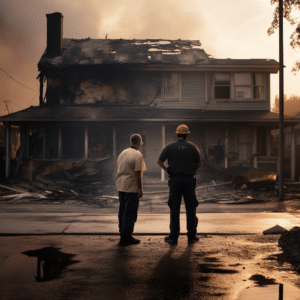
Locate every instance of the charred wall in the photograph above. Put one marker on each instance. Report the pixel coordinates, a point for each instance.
(105, 87)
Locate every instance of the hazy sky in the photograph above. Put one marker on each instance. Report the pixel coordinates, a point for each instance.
(226, 29)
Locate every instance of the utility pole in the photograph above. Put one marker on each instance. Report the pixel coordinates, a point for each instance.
(281, 104)
(5, 101)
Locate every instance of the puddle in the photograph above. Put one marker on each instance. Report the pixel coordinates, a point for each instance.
(270, 292)
(34, 266)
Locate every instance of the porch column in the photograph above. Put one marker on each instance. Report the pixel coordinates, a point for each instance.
(226, 146)
(59, 142)
(254, 146)
(27, 141)
(293, 154)
(44, 142)
(86, 142)
(115, 142)
(163, 144)
(7, 149)
(268, 141)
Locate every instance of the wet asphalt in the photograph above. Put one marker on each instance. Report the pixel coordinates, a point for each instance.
(71, 251)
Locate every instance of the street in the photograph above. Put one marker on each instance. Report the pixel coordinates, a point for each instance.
(72, 252)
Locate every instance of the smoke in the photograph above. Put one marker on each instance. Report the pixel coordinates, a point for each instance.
(23, 41)
(23, 33)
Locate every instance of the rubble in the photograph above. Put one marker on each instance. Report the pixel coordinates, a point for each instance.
(290, 244)
(275, 230)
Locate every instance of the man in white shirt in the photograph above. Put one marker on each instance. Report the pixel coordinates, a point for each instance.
(131, 166)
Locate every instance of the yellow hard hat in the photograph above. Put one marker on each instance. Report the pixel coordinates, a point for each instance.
(182, 129)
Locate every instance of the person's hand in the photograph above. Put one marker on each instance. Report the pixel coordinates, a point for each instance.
(140, 194)
(169, 172)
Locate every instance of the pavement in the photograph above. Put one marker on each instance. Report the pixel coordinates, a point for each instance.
(31, 219)
(70, 251)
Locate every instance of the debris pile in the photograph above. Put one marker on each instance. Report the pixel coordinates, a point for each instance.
(254, 179)
(84, 184)
(290, 243)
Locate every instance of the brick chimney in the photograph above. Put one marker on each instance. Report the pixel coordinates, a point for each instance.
(54, 34)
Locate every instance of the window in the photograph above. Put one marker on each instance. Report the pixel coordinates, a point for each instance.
(171, 86)
(100, 141)
(52, 134)
(222, 86)
(249, 86)
(36, 141)
(144, 146)
(72, 138)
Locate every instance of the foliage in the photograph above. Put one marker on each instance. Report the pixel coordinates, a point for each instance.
(289, 6)
(291, 105)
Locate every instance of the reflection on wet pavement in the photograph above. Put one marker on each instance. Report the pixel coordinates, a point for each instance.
(271, 292)
(50, 262)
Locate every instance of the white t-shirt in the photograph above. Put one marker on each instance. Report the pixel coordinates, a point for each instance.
(129, 161)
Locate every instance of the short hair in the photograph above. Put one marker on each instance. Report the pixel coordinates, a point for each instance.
(135, 138)
(179, 135)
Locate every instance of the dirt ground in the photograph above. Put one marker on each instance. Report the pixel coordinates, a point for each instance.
(96, 267)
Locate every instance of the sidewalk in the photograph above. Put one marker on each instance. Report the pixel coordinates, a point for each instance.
(30, 219)
(78, 247)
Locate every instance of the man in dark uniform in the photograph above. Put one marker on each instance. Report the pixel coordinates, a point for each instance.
(183, 160)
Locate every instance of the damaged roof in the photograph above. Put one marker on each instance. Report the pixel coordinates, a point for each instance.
(120, 51)
(151, 114)
(150, 52)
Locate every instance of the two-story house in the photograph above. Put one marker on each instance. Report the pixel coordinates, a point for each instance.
(95, 93)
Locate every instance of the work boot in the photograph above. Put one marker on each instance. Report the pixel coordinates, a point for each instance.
(193, 239)
(170, 240)
(128, 240)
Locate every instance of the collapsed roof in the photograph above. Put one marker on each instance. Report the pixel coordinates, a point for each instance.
(88, 52)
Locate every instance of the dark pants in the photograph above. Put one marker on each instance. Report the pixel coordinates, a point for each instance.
(129, 204)
(182, 186)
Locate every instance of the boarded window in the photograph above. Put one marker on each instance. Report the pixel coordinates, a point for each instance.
(245, 144)
(72, 142)
(262, 141)
(222, 86)
(144, 146)
(36, 141)
(171, 85)
(100, 141)
(192, 86)
(249, 86)
(52, 134)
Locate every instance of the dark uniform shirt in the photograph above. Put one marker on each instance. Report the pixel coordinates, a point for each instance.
(182, 157)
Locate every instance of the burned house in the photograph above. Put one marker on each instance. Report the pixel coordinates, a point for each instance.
(95, 93)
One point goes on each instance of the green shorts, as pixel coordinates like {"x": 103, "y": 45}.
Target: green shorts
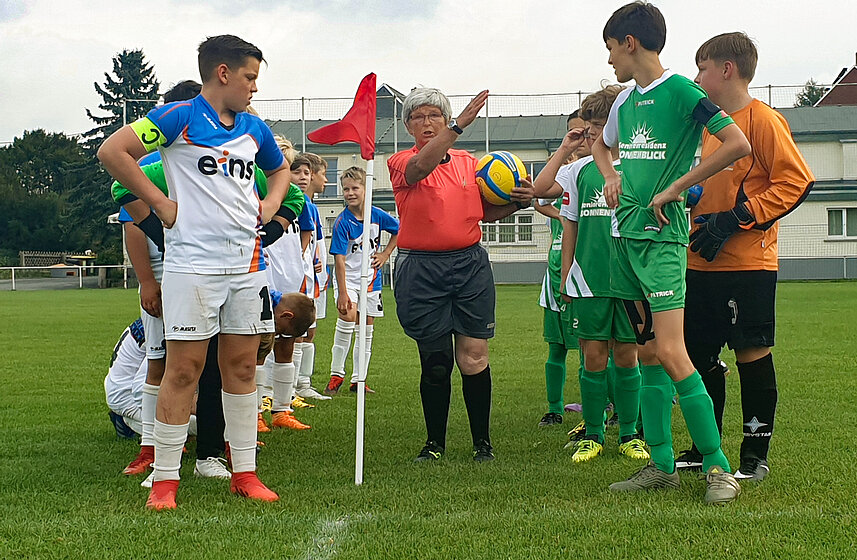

■ Task directions: Scan the entries above and return each line that holds "shorts".

■ Task output:
One point goes on each instance of the green shorts, as pixel coordinates like {"x": 103, "y": 45}.
Target: green shorts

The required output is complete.